==== THE INPUT

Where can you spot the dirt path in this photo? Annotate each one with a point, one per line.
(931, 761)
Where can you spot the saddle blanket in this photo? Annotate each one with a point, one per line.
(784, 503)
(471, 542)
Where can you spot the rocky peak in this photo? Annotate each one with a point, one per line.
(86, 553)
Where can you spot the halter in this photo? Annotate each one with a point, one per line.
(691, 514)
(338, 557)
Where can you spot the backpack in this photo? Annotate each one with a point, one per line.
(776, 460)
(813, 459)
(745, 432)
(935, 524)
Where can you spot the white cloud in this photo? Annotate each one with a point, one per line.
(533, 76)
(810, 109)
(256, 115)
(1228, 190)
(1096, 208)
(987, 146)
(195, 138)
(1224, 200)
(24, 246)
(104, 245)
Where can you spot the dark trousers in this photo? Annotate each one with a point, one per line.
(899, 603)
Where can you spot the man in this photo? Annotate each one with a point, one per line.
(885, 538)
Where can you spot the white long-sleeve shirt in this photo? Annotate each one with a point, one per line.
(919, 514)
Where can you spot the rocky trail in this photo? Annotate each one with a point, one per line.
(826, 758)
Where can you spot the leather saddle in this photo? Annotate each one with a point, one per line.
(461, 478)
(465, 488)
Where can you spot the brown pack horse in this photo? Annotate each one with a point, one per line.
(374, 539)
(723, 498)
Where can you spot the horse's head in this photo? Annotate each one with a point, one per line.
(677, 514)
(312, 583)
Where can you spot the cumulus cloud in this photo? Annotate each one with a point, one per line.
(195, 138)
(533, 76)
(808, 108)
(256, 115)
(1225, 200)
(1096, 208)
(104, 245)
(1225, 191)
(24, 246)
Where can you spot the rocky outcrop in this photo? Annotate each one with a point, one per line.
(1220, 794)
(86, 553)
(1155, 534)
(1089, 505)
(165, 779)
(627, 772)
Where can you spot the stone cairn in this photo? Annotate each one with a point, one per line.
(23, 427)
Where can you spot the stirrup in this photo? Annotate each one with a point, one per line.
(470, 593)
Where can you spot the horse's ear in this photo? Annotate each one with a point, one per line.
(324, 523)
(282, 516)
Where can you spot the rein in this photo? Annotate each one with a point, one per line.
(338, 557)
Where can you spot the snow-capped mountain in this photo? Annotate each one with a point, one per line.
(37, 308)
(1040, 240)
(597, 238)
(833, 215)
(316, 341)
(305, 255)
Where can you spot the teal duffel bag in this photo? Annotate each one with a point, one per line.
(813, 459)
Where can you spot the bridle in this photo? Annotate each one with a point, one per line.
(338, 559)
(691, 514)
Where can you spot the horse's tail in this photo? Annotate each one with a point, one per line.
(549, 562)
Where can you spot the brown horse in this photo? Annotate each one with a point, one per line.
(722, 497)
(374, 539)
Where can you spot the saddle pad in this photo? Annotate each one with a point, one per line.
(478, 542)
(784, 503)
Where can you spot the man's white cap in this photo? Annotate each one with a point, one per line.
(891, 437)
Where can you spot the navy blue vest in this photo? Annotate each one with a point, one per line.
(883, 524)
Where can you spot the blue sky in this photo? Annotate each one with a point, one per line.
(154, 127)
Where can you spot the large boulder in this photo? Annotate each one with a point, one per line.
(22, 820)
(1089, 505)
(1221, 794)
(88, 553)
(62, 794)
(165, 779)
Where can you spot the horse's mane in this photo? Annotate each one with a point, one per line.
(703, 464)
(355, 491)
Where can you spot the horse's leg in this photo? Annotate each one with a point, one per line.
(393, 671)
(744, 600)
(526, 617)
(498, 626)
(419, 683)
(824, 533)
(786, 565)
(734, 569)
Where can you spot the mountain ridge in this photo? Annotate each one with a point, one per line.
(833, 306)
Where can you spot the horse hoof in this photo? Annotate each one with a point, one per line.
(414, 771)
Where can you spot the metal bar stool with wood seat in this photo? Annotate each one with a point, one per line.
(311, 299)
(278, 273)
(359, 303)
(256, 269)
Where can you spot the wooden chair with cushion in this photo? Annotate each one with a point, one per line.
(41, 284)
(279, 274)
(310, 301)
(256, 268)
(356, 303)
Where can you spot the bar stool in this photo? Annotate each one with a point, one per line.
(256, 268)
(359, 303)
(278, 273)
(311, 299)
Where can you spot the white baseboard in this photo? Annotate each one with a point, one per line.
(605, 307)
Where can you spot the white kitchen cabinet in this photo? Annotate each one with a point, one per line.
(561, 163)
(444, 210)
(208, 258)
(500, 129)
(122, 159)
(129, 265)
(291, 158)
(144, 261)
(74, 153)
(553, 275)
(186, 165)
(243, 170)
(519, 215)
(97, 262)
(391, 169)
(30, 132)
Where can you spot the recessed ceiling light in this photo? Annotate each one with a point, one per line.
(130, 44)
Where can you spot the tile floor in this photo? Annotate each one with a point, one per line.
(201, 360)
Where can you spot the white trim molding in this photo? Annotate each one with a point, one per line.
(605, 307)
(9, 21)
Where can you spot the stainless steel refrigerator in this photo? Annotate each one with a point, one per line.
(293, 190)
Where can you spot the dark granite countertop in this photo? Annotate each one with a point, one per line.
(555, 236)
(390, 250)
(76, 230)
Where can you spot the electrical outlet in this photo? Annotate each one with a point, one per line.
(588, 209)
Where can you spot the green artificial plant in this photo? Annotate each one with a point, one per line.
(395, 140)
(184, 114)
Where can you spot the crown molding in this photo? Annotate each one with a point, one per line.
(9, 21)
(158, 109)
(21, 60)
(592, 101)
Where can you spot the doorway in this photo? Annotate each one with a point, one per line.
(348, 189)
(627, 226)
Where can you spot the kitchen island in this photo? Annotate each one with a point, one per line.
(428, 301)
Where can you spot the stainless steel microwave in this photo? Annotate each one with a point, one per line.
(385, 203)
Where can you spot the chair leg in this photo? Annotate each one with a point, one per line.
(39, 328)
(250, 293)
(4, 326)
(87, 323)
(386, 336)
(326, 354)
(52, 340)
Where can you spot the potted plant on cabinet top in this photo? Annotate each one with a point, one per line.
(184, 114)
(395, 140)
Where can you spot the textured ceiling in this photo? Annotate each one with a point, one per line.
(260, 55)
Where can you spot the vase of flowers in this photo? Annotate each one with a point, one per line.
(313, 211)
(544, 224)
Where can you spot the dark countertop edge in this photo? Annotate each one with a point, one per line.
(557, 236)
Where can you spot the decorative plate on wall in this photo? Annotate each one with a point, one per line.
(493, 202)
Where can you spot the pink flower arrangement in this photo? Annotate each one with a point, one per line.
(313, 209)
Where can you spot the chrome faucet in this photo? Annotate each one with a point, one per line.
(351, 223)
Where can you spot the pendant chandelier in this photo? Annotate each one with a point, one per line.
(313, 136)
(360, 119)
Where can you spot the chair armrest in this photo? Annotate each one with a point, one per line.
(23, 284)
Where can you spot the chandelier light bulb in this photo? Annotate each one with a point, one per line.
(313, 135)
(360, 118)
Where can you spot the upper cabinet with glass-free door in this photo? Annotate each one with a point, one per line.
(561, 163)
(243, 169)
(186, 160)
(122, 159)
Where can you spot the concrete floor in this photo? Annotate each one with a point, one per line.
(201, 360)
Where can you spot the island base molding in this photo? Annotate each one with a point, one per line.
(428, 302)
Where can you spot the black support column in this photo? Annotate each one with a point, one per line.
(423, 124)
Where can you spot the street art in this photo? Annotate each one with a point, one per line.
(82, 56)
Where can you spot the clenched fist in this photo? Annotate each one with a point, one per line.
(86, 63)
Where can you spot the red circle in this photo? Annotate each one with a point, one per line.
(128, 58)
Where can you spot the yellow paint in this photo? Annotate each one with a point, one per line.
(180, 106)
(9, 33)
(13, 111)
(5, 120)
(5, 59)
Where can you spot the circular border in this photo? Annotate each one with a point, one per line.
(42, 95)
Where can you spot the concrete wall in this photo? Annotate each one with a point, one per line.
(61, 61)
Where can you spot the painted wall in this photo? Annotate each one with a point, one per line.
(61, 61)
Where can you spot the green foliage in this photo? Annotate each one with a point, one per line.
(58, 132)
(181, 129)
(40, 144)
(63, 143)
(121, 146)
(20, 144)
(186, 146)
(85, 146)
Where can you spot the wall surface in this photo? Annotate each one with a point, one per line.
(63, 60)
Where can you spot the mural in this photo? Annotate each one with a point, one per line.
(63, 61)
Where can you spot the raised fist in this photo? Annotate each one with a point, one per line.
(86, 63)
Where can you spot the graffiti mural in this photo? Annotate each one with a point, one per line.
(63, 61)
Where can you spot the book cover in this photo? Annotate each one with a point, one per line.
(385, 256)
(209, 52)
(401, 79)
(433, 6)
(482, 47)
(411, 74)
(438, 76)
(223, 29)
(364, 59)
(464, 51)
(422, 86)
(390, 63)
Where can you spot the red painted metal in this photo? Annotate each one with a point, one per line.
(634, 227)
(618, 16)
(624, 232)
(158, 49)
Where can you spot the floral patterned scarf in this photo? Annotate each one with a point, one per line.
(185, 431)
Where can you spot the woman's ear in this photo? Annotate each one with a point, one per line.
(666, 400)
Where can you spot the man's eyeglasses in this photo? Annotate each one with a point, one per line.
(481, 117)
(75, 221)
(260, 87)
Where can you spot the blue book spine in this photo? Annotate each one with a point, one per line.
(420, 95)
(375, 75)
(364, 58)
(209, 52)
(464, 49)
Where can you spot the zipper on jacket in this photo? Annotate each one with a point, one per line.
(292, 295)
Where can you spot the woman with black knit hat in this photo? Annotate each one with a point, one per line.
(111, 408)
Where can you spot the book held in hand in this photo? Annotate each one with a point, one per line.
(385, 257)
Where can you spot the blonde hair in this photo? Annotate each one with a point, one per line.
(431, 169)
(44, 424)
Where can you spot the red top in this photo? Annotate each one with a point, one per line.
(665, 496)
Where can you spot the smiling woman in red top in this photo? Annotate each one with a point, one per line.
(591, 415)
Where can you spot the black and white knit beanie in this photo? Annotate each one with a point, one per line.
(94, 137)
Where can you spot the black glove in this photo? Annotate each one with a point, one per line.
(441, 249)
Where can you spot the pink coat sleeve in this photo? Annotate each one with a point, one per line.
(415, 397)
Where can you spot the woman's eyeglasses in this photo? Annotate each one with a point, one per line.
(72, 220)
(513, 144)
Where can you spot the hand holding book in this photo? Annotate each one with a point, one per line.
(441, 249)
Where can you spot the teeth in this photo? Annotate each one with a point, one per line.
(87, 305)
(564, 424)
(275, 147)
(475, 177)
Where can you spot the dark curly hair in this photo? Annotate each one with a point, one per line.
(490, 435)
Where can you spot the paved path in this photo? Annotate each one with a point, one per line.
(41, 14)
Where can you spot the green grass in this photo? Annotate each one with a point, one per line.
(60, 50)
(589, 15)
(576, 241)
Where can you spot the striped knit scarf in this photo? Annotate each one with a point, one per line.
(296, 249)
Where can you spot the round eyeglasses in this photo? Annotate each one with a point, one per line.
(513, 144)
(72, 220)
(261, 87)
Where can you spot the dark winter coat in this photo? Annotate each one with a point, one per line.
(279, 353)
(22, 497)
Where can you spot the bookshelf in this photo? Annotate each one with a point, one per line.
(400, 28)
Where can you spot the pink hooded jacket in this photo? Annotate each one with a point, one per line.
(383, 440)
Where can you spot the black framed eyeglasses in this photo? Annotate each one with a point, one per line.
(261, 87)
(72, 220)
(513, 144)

========

• HOW TO COMPLETE THIS TASK:
All lines from the one with "Where can you spot the bookshelf" to the end of the records must be set down exactly. Skip every line before it.

• REPLY TO THE TASK:
Where can you spot the bookshelf in this photo? Annotate each one with a point, one per line.
(400, 28)
Where can you spot the pink hooded jacket in this photo? Annotate each one with a point, one per line.
(383, 440)
Where can you spot the black framed eyeglasses in this photo? Annotate each one with a point, one per line.
(261, 87)
(72, 220)
(513, 144)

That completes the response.